Source text -
============================================================
Case ID: cal-app-2d_231/html/0351-01.html
Source: Caselaw Access Project
Author: {"author": "HERNDON, J.", "license": "Public Domain", "url": "https://static.case.law/"}
Date Created: 2024-08-24T03:29:51.129683

[Crim. Nos. 9516, 9517.
    Second Dist., Div. Two.
    Dec. 17, 1964.]
    THE PEOPLE, Plaintiff and Respondent, v. GEORGE PETER THEOBALD, Defendant and Appellant.
    (Two Cases)
    
      John P. Bruno, under appointment by the District Court of Appeal, for Defendant and Appellant.
    Thomas C. Lynch, Attorney General, William E. James, Assistant Attorney General, and William L. Zessar, Deputy Attorney General, for Plaintiff and Respondent.
   HERNDON, J.

Defendant appeals from the judgment entered against him in Los Angeles Superior Court Case No. 271341 following a nonjury trial which resulted in his conviction of the crimes of possessing marijuana and peyote in violation of sections 11530 and 11500 of the Health and Safety Code. Defendant also purports to appeal from the judgment previously entered in Case No. 247507. The record before us indicates that appellant entered a plea of guilty in this earlier case and was granted probation.

However, the record further reveals that on September 27, 1963, an order was made that provided: “Probation is extended for two years beyond defendant’s release from the County Jail in Case 271341 on original terms and conditions.” Since appellant raises no contentions in reference to the conviction itself in this prior action, he apparently wishes us to review this order, which is the proper subject of an appeal, rather than the judgment itself (In re Bine, 47 Cal.2d 814, 817 [306 P.2d 445]; Penal Code, § 1237, subd. 3), and we shall so construe his notice of appeal filed therein.

As ground for seeking a reversal of the judgment in the principal case, appellant contends that certain of the contraband received in evidence against him was obtained by an unlawful search and seizure and that the remaining evidence was insufficient to support the judgment.

It may be noted initially that the information filed against appellant contained three counts charging him with (1) possession of marijuana for purposes of sale in violation of section 11530.5 of the Health and Safety Code; (2) possession of marijuana in violation of section 11530; and (3) possession of peyote in violation of section 11500. The trial court specifically and expressly refused to find that the narcotics were possessed for purposes of sale, but, on this count, did find appellant guilty of the necessarily lesser included offense of simple possession. As a result, appellant was found guilty of two identical counts of possession of marijuana. Manifestly, one of these counts cannot stand. Appellant was not charged with possession of the specified contraband on two different occasions nor was there any evidence to indicate the commission of two such separate offenses.

At any given point of time a person is either guilty of the crime of possessing marijuana or he is not. If, in fact, he is guilty, his crime cannot be compounded merely because various portions of the prohibited contraband possessed by him at the specified time are kept or deposited in different places. Therefore, when appellant was found not guilty of the more serious crime of possessing marijuana for purposes of sale, that count should have been dismissed because the lesser included offense was separately charged in another count.
============================================================
Exercise tasks -
(A) In the opinion above, why can't one of the two marijuana possession counts stand?
(B) Echo a passage from the opinion word for word, beginning at the words "Dec. 17, 1964.]" and stopping after "Plaintiff and Respondent.".
============================================================
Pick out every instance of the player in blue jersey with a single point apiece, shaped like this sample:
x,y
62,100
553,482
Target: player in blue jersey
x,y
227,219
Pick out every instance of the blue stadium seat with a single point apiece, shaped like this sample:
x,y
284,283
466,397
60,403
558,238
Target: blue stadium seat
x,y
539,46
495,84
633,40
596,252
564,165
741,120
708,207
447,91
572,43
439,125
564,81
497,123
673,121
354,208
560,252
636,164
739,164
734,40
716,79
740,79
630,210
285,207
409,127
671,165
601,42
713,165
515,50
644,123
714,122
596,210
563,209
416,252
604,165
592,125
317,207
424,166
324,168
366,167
============================================================
Answer set -
(A) Appellant was not charged with possessing the contraband on two different occasions, and no evidence showed two separate offenses. A person at a given time either is or is not guilty of possessing marijuana, and keeping portions of it in different places does not compound the crime.

(B)
Dec. 17, 1964.]
    THE PEOPLE, Plaintiff and Respondent, v. GEORGE PETER THEOBALD, Defendant and Appellant.
    (Two Cases)
    
      John P. Bruno, under appointment by the District Court of Appeal, for Defendant and Appellant.
    Thomas C. Lynch, Attorney General, William E. James, Assistant Attorney General, and William L. Zessar, Deputy Attorney General, for Plaintiff and Respondent.